LESETEXT:
Welche Folgen hat der Klimawandel für den afrikanischen Kontinent? Wie kann die Klimaforschung in Afrika die Bevölkerung schützen? Eine Analyse.

Von Andreas Fink 15.03.2023

In den Medien wird häufig postuliert, dass Afrika besonders von den Folgen des Klimawandels betroffen sei. Dabei ist meist unklar, inwieweit sich das auf ein im Vergleich zu anderen Regionen stärkeres Klimaänderungssignal, eine ungewöhnlich starke Exposition der Menschen gegenüber Wetter- und Klimaextremen oder ihre erhöhte Vulnerabilität bezieht. Eine quantitative Gegenüberstellung dieser drei Komponenten des Klimarisikos ist allerdings in der Praxis und auf einzelne Regionen heruntergebrochen eine sehr komplexe und schwierige Aufgabe, noch dazu sind solche Angaben immer mit Unsicherheit behaftet. In diesem Kurzbeitrag liegt ein Fokus auf dem beobachteten Klimaänderungssignal und auf Fragen der Attribution desselben zur anthropogen verursachten Klimaänderung.

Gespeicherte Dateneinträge

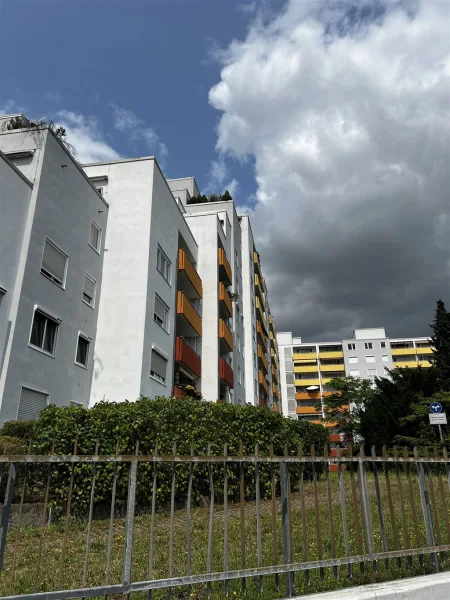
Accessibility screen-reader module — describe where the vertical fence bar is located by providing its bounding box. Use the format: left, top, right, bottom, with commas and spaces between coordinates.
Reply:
403, 446, 424, 565
206, 443, 214, 599
147, 441, 158, 600
298, 446, 311, 585
82, 441, 98, 587
269, 444, 280, 590
59, 440, 77, 588
323, 446, 338, 579
0, 463, 16, 573
382, 446, 401, 566
393, 446, 412, 567
33, 442, 55, 593
414, 447, 439, 573
337, 448, 352, 579
223, 444, 229, 596
105, 441, 119, 598
358, 446, 378, 572
255, 444, 263, 593
280, 452, 294, 598
167, 442, 177, 600
186, 446, 194, 597
122, 442, 139, 585
239, 442, 246, 592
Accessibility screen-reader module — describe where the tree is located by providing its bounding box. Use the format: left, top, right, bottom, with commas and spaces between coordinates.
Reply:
430, 300, 450, 390
323, 377, 374, 438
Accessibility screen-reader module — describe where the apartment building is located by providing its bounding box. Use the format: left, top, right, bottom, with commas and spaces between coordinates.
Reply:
278, 328, 432, 424
83, 157, 203, 405
0, 115, 108, 422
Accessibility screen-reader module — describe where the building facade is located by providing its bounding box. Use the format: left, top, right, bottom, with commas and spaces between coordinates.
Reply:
0, 120, 108, 422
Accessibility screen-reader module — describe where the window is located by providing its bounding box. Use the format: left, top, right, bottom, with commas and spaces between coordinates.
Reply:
156, 245, 172, 284
89, 221, 102, 253
30, 309, 59, 356
75, 333, 89, 367
83, 273, 97, 308
41, 238, 67, 288
153, 294, 169, 333
150, 350, 167, 384
17, 387, 48, 421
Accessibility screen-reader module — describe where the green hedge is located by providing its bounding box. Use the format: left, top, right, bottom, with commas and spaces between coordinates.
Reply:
0, 398, 328, 512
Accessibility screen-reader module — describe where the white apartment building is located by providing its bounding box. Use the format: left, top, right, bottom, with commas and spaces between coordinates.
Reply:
83, 157, 202, 405
0, 120, 108, 422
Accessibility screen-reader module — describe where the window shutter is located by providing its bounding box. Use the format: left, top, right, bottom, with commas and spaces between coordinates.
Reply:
42, 241, 66, 283
17, 387, 48, 421
151, 350, 167, 380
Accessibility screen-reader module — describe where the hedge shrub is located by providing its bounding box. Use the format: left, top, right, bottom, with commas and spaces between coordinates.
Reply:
4, 397, 328, 514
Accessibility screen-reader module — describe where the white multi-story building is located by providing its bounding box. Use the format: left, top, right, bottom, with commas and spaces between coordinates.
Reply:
0, 115, 108, 421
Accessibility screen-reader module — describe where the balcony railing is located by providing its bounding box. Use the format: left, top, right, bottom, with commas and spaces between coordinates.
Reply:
219, 319, 233, 352
219, 282, 233, 317
177, 292, 202, 336
175, 337, 202, 377
178, 248, 203, 298
219, 358, 234, 389
217, 248, 233, 285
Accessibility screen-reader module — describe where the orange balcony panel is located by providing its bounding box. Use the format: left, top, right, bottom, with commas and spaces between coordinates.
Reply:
175, 337, 202, 377
219, 319, 233, 352
178, 248, 203, 298
258, 344, 268, 373
219, 358, 234, 389
219, 282, 233, 317
258, 370, 269, 395
217, 248, 233, 285
177, 292, 202, 336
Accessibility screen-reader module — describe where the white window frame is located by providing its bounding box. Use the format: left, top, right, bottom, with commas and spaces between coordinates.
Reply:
25, 304, 62, 356
41, 236, 69, 290
73, 331, 92, 370
88, 219, 103, 254
156, 244, 172, 286
81, 271, 97, 309
153, 293, 170, 332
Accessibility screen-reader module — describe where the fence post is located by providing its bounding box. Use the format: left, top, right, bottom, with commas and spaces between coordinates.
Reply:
414, 447, 439, 573
280, 454, 294, 598
0, 463, 16, 573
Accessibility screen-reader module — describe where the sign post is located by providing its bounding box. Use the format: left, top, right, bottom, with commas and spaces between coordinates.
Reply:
428, 402, 447, 443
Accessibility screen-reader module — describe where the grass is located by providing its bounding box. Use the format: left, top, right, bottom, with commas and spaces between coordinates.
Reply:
0, 473, 450, 600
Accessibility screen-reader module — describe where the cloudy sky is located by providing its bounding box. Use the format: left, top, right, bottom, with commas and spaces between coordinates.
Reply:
0, 0, 450, 341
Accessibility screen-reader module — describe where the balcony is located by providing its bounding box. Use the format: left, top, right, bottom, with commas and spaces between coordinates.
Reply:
258, 369, 269, 396
219, 358, 234, 389
258, 344, 268, 373
319, 350, 344, 358
217, 248, 233, 285
320, 364, 345, 373
177, 292, 202, 337
219, 282, 233, 317
178, 248, 203, 298
219, 319, 233, 352
175, 337, 202, 377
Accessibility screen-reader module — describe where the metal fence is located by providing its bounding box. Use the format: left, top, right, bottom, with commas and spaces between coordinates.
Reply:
0, 446, 450, 600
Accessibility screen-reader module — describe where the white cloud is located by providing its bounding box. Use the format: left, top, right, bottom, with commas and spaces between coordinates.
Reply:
57, 110, 120, 163
209, 0, 450, 339
111, 104, 169, 166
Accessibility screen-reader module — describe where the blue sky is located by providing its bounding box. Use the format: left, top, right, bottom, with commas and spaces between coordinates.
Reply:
0, 0, 450, 340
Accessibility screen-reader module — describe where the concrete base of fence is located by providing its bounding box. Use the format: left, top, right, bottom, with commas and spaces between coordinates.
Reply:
296, 571, 450, 600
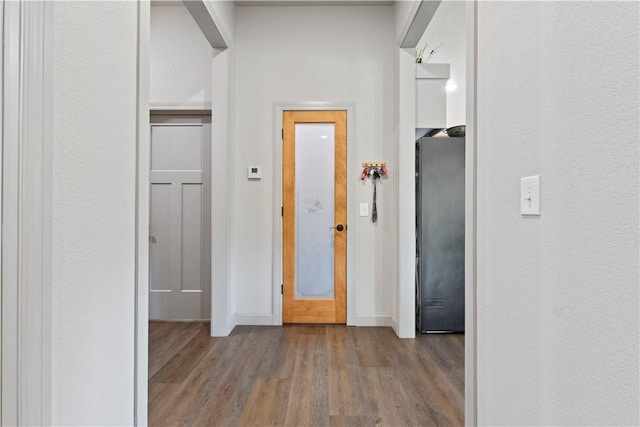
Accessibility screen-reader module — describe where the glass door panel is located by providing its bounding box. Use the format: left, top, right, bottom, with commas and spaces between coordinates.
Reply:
295, 123, 335, 298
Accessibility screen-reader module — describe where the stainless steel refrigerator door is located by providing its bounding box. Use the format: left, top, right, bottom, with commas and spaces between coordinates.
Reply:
417, 138, 465, 332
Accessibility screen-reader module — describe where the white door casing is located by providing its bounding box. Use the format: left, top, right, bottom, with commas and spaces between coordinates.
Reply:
149, 116, 211, 321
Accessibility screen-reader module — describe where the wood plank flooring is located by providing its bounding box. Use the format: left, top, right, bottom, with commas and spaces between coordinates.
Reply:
149, 322, 464, 426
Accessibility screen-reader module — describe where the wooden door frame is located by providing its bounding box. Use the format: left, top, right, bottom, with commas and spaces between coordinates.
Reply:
271, 102, 358, 325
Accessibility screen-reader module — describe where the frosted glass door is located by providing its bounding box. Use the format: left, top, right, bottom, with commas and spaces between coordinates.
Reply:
295, 123, 335, 298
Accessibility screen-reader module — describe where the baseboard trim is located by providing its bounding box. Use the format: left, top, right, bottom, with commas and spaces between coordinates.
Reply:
235, 313, 273, 326
349, 315, 397, 333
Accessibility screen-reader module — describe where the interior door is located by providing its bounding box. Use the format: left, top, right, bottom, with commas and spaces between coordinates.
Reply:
149, 116, 211, 321
283, 111, 347, 323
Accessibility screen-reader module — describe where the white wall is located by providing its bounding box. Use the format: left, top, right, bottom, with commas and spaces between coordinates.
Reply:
234, 6, 396, 321
418, 0, 467, 127
150, 5, 213, 108
204, 0, 236, 47
51, 2, 137, 425
477, 2, 640, 425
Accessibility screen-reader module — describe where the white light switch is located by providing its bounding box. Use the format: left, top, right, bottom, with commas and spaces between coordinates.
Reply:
520, 175, 540, 215
360, 203, 369, 216
247, 166, 262, 179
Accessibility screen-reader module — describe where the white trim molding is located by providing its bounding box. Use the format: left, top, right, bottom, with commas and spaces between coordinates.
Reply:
234, 313, 275, 326
1, 1, 53, 425
133, 0, 151, 426
272, 102, 359, 326
464, 1, 478, 426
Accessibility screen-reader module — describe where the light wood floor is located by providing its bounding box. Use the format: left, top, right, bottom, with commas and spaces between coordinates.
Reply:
149, 322, 464, 426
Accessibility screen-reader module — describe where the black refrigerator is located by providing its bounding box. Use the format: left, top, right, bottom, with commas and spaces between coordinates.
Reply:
416, 137, 465, 333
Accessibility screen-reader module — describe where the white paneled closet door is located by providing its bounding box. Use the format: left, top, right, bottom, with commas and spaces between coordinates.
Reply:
149, 116, 211, 321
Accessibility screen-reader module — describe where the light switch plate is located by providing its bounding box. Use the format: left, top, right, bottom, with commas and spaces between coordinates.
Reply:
247, 166, 262, 179
360, 203, 369, 216
520, 175, 540, 215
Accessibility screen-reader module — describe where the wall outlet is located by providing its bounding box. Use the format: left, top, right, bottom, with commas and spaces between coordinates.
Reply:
360, 203, 369, 216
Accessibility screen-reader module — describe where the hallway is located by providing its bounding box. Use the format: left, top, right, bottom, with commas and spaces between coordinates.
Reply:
149, 322, 464, 426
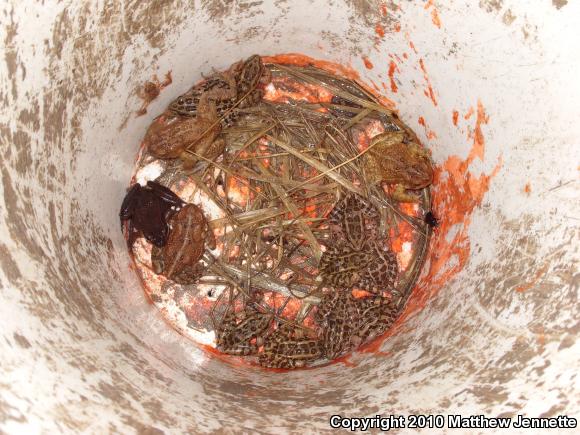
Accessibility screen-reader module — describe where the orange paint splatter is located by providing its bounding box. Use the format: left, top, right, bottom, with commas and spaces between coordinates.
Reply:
262, 53, 396, 110
417, 116, 437, 139
395, 101, 502, 329
419, 58, 437, 106
363, 57, 374, 69
357, 339, 390, 356
389, 60, 399, 93
516, 263, 549, 293
380, 3, 389, 17
375, 23, 385, 38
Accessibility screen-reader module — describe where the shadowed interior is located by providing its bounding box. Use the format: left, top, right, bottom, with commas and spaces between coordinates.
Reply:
0, 0, 580, 433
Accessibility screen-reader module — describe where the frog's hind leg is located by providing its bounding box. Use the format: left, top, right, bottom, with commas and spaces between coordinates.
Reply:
147, 181, 186, 208
391, 184, 419, 202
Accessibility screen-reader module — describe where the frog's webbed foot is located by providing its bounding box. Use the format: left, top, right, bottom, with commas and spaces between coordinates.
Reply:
205, 225, 216, 249
391, 184, 419, 202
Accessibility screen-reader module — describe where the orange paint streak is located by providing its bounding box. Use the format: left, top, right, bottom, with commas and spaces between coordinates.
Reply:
389, 60, 399, 93
363, 57, 374, 69
424, 0, 441, 28
516, 263, 549, 293
431, 8, 441, 29
375, 23, 385, 38
453, 110, 459, 127
419, 58, 437, 106
417, 116, 437, 139
472, 101, 489, 161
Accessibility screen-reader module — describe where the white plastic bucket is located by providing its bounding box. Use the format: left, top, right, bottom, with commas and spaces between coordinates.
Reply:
0, 0, 580, 433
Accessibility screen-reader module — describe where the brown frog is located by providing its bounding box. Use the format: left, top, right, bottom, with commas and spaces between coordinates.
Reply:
151, 204, 216, 285
258, 324, 323, 369
319, 194, 398, 293
119, 181, 185, 249
169, 55, 267, 126
315, 291, 400, 359
145, 96, 226, 168
352, 296, 400, 346
315, 291, 360, 359
365, 130, 433, 202
215, 306, 274, 356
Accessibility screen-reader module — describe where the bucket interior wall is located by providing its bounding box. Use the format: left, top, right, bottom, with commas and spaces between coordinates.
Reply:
0, 0, 580, 433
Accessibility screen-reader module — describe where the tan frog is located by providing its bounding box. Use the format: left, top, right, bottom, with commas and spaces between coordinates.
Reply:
145, 96, 226, 169
365, 131, 433, 202
151, 204, 216, 285
169, 55, 269, 127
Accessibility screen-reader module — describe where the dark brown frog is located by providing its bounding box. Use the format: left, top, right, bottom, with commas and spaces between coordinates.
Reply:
151, 204, 216, 285
119, 181, 185, 249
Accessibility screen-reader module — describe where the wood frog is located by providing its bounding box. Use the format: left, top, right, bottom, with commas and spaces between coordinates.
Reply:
119, 181, 185, 249
145, 96, 226, 169
151, 204, 216, 285
365, 130, 433, 202
169, 55, 267, 127
259, 324, 323, 369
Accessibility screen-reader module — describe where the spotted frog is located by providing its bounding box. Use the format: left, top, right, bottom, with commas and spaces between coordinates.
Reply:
365, 130, 433, 202
169, 55, 267, 127
215, 306, 274, 356
151, 204, 216, 285
259, 324, 323, 369
319, 194, 398, 293
315, 291, 360, 359
315, 291, 399, 359
352, 296, 400, 346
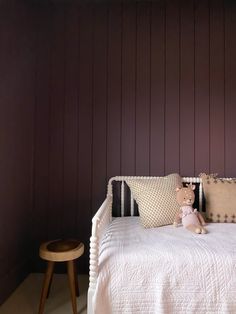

ZU LÖSENDE AUFGABEN:
**A.** Schreibe aus dem Lesetext alles von „In den Medien“ bis hinunter zu „anthropogen verursachten Klimaänderung.“ wortgetreu ab.
**B.** Welche drei Komponenten des Klimarisikos nennt der Lesetext?
**C.** Worauf legt der Kurzbeitrag laut Lesetext seinen Fokus?

ANTWORTEN JE AUFGABE:
**A.**
In den Medien wird häufig postuliert, dass Afrika besonders von den Folgen des Klimawandels betroffen sei. Dabei ist meist unklar, inwieweit sich das auf ein im Vergleich zu anderen Regionen stärkeres Klimaänderungssignal, eine ungewöhnlich starke Exposition der Menschen gegenüber Wetter- und Klimaextremen oder ihre erhöhte Vulnerabilität bezieht. Eine quantitative Gegenüberstellung dieser drei Komponenten des Klimarisikos ist allerdings in der Praxis und auf einzelne Regionen heruntergebrochen eine sehr komplexe und schwierige Aufgabe, noch dazu sind solche Angaben immer mit Unsicherheit behaftet. In diesem Kurzbeitrag liegt ein Fokus auf dem beobachteten Klimaänderungssignal und auf Fragen der Attribution desselben zur anthropogen verursachten Klimaänderung.

**B.**
- ein im Vergleich zu anderen Regionen stärkeres Klimaänderungssignal
- eine ungewöhnlich starke Exposition der Menschen gegenüber Wetter- und Klimaextremen
- die erhöhte Vulnerabilität der Menschen

**C.** Auf das beobachtete Klimaänderungssignal und auf Fragen seiner Attribution zur anthropogen verursachten Klimaänderung.